Washington, DC—Un grupo de mujeres ha iniciado una huelga sexual en Pereira, ciudad del oeste colombiano, para convencer a sus maridos de que abandonen la violencia. Volverán a hacer el amor sólo cuando los esposos y novios hagan la paz. Una pegajosa canción compuesta por las pacifistas de las “piernas cruzadas” –como ya se las conoce- atiborra las estaciones de radio locales para persuadir a las demás mujeres de que envíen a sus parejas a dormir al sofá.
El griego Aristófanes, que inventó hace 2.500 la idea de la huelga sexual para provocar la paz, debe haber revolcándose de felicidad en algún lugar del más allá. En su célebre “Lisistrata”, un grupo de mujeres, hartas de tanta muerte y destrucción, tratan de obligar a sus maridos a poner término a la Guerra del Peloponeso cerrándoles el acceso a sus cuerpos.

Entradas de datos guardadas:
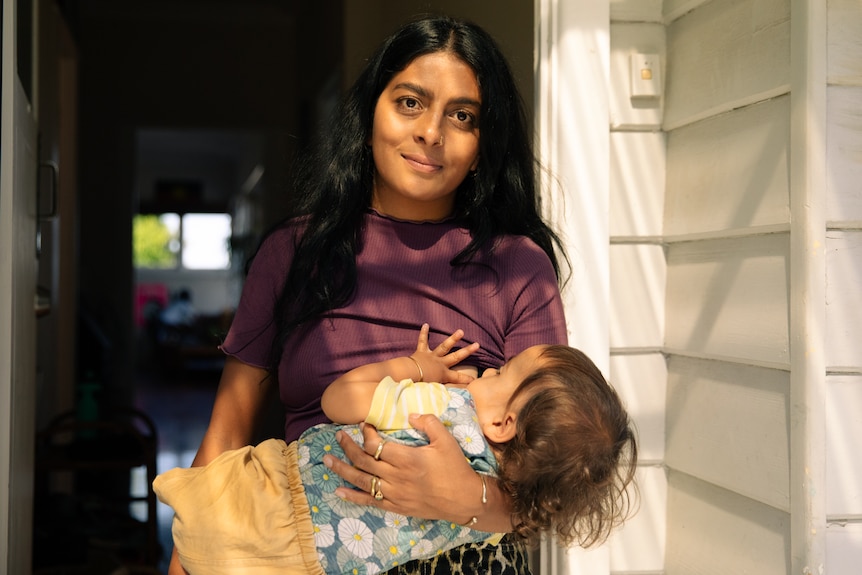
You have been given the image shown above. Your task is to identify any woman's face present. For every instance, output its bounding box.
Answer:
[371,52,482,221]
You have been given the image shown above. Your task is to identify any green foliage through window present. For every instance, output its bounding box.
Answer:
[132,214,179,269]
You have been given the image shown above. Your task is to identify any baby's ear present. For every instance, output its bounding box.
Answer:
[490,411,518,443]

Qué hacer>
Según el texto de lectura sobre la huelga sexual en Pereira, ¿con qué fin iniciaron la huelga las mujeres? Responde únicamente a partir del texto de lectura.

Respuesta>
Para convencer a sus maridos de que abandonen la violencia.